> **WORK REQUIRED**
How many lines in the material below include the word "marker"? Give only the number.

▬▬▬▬▬▬▬▬▬▬

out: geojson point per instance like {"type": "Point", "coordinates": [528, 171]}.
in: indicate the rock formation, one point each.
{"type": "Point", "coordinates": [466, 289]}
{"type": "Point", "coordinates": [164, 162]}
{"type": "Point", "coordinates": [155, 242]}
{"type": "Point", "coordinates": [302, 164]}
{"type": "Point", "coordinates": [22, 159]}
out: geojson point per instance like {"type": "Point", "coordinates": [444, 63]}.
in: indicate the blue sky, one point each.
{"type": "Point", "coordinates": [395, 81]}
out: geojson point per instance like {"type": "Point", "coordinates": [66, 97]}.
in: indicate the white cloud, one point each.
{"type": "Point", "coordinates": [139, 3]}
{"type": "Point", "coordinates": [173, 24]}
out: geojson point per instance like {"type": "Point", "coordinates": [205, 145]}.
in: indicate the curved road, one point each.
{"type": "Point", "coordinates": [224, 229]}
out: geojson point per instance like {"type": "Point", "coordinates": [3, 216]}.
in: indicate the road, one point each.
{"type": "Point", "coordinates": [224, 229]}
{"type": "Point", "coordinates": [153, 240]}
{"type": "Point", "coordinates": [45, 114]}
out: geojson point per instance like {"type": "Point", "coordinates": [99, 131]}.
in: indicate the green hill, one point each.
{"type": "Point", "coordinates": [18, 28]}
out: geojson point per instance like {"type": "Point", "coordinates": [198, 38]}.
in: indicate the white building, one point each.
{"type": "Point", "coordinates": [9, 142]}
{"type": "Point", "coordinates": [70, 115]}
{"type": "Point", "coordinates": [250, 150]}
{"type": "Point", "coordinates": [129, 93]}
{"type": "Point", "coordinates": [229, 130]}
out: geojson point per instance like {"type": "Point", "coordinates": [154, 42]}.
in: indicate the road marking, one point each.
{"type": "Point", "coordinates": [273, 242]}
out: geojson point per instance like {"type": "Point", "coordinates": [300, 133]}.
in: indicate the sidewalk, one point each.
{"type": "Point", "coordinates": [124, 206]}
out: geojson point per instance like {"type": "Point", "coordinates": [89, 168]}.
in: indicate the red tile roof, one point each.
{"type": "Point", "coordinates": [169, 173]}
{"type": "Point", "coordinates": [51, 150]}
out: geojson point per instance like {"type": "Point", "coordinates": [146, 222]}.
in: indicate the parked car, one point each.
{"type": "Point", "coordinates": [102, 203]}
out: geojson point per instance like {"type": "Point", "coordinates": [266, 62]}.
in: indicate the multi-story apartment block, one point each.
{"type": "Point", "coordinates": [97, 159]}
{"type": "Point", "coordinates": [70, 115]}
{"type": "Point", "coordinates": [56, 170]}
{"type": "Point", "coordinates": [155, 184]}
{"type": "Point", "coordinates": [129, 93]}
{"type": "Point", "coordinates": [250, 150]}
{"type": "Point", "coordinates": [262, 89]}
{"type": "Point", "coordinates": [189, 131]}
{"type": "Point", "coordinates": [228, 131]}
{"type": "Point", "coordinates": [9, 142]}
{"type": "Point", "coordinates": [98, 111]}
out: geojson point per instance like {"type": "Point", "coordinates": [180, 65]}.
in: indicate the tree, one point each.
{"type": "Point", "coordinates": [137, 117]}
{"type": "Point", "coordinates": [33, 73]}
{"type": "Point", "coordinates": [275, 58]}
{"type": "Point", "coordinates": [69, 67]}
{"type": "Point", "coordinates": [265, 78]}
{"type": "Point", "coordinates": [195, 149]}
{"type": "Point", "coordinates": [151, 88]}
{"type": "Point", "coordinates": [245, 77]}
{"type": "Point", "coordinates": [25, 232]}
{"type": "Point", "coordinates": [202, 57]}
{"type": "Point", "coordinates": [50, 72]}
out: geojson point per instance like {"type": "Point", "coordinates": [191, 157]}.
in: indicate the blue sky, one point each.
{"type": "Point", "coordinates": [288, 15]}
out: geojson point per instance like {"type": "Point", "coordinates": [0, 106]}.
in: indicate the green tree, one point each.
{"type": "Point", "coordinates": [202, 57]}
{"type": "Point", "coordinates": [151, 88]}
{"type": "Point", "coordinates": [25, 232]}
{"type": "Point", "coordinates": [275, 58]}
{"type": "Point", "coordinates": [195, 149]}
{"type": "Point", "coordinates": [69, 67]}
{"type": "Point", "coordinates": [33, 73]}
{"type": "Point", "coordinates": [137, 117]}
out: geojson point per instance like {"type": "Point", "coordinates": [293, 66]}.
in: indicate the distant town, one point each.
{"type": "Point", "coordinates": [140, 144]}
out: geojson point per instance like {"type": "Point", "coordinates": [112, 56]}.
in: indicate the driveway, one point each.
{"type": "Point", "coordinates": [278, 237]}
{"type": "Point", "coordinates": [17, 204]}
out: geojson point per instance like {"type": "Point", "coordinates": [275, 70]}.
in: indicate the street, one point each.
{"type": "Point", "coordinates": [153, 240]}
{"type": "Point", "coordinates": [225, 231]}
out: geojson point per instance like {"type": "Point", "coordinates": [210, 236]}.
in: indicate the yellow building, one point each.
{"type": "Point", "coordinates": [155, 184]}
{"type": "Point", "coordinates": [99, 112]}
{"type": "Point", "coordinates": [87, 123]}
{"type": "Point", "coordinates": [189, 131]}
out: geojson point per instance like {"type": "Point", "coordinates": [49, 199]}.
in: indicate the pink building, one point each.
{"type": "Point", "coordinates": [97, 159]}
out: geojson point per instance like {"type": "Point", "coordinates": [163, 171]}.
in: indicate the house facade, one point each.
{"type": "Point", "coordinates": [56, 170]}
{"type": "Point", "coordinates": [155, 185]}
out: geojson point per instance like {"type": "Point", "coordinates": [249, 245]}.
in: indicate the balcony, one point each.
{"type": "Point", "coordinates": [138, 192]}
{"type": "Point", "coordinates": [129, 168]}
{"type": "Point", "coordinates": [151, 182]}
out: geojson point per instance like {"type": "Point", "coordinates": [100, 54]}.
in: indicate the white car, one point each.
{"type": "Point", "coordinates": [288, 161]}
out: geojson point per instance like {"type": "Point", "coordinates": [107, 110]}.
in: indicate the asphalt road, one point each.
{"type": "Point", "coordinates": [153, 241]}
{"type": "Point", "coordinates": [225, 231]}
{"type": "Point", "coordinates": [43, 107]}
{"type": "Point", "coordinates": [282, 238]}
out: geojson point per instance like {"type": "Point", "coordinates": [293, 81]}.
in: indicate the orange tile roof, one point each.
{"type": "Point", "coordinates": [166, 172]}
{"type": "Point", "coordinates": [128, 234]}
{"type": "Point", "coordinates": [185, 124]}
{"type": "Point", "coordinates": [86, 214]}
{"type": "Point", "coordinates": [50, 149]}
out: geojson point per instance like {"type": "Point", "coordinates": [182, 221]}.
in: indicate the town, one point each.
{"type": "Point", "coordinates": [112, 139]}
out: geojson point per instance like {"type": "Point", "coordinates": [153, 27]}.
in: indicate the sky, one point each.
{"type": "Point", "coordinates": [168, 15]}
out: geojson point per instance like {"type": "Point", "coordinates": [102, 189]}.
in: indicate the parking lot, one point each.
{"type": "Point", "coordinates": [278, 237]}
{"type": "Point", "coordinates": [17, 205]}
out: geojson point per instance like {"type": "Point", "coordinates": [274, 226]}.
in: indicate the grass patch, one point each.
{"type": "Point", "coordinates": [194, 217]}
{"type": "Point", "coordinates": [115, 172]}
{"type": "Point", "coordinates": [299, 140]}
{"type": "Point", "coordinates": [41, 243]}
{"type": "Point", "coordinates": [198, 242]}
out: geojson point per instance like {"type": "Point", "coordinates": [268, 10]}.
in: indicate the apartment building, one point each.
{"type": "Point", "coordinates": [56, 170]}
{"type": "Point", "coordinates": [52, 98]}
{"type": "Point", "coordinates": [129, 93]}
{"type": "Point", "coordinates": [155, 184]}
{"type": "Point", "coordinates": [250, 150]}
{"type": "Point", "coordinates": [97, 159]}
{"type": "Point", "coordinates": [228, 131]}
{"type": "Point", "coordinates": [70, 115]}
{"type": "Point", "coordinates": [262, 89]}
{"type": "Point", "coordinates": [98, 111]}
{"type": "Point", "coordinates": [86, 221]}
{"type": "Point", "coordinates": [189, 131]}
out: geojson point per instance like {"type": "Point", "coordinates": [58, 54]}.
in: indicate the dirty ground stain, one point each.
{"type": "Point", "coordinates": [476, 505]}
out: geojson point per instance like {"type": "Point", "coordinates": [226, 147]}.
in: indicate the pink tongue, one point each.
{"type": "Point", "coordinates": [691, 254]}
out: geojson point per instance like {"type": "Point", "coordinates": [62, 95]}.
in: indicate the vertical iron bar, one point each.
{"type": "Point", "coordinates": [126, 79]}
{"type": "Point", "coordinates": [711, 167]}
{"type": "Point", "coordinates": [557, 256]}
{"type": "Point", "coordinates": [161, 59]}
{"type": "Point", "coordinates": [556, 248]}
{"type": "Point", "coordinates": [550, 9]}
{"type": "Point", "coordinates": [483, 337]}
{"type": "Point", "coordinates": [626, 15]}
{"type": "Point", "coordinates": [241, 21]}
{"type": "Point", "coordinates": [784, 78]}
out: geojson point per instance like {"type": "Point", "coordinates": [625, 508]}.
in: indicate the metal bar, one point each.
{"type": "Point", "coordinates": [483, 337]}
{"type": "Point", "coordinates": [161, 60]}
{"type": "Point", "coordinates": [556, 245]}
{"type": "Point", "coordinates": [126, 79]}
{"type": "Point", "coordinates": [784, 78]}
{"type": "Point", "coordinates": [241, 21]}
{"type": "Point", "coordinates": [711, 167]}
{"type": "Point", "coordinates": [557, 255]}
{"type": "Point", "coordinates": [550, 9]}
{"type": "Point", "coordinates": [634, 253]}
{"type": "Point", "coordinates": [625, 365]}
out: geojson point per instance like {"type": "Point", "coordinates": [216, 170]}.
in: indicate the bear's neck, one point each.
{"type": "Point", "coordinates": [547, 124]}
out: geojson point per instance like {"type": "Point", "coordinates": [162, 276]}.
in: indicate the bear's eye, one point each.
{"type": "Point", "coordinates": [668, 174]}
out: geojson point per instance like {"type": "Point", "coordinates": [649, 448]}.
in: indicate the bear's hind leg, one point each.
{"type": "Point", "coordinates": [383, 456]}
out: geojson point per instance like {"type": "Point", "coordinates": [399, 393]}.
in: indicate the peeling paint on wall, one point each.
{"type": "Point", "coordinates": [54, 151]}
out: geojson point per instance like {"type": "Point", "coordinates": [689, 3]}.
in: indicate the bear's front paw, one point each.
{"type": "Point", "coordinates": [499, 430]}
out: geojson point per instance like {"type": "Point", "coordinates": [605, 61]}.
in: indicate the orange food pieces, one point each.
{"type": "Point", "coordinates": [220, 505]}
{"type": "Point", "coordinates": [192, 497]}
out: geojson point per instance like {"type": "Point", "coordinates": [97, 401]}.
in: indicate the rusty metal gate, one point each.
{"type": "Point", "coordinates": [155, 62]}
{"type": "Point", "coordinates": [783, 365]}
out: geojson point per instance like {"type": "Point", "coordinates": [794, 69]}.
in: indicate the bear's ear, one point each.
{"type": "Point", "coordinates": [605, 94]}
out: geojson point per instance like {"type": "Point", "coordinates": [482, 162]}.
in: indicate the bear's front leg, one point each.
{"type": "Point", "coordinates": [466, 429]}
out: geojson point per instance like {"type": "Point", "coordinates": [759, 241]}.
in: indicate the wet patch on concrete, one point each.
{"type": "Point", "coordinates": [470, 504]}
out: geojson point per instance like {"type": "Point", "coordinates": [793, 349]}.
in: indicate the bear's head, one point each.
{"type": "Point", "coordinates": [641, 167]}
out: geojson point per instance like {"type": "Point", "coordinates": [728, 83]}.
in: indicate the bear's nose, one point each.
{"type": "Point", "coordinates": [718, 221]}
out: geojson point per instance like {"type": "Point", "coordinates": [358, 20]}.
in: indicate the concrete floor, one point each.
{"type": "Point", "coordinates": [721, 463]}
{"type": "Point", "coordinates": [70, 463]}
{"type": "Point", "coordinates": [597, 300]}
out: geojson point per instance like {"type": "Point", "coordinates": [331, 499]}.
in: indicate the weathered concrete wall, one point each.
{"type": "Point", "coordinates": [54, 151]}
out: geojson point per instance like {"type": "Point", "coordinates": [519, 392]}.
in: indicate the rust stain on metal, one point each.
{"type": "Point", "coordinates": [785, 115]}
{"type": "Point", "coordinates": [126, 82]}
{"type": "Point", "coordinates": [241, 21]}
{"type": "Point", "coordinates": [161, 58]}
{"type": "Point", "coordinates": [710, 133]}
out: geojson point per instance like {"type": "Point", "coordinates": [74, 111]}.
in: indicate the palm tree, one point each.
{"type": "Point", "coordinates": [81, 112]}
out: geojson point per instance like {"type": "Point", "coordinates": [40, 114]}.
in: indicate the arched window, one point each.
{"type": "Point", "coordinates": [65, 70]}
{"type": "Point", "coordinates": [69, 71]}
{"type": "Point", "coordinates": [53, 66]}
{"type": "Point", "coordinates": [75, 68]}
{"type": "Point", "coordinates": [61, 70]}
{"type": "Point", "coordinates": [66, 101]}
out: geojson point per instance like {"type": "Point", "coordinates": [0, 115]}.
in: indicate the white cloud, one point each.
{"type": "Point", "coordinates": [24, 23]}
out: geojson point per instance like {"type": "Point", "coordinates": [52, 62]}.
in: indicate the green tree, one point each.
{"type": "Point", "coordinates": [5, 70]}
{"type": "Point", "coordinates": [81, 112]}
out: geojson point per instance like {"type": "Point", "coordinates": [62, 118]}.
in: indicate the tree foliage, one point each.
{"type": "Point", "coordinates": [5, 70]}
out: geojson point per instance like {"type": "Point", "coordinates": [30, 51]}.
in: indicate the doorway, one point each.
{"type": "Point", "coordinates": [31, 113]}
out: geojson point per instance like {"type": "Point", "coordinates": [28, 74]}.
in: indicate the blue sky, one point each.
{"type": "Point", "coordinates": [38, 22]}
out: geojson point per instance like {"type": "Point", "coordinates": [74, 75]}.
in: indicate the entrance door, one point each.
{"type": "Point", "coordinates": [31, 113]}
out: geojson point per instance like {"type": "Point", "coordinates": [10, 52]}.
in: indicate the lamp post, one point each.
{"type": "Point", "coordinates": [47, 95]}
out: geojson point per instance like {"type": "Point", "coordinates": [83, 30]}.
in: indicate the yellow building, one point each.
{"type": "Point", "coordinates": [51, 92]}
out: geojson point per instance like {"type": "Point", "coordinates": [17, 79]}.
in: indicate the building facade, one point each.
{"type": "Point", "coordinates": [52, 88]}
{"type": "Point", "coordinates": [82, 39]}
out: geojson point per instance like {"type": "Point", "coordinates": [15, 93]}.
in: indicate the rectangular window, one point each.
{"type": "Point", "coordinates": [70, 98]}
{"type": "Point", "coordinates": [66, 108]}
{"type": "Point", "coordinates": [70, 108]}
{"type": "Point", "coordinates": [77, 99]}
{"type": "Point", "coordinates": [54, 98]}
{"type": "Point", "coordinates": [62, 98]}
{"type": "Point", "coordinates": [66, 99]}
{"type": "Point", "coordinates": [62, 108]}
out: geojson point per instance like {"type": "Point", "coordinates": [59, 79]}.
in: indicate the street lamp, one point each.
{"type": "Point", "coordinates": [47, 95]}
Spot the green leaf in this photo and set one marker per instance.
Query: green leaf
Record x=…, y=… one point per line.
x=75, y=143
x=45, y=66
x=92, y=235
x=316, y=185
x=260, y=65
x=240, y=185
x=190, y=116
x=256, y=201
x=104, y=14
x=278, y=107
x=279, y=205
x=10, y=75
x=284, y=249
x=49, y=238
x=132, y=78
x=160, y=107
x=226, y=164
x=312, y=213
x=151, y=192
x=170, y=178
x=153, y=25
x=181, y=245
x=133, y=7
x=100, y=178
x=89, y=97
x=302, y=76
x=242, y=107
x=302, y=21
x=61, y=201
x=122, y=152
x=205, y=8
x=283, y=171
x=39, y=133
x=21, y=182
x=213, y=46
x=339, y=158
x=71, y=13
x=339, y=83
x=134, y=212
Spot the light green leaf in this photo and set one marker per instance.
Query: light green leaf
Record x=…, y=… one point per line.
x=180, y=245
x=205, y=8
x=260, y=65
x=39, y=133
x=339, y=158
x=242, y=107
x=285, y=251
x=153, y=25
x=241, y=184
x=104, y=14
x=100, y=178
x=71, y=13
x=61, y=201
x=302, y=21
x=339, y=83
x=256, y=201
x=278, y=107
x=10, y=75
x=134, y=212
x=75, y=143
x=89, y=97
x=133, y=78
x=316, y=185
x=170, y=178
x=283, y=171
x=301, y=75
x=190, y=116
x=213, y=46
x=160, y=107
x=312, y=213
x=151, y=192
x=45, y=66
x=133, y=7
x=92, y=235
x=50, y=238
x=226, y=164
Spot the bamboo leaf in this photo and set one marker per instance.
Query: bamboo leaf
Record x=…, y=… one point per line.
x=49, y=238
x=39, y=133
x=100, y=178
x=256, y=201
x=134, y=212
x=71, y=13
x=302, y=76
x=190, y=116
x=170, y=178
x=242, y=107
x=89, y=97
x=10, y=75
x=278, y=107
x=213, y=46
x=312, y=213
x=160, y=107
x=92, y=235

▬▬▬▬▬▬▬▬▬▬

> **WRITTEN ANSWER**
3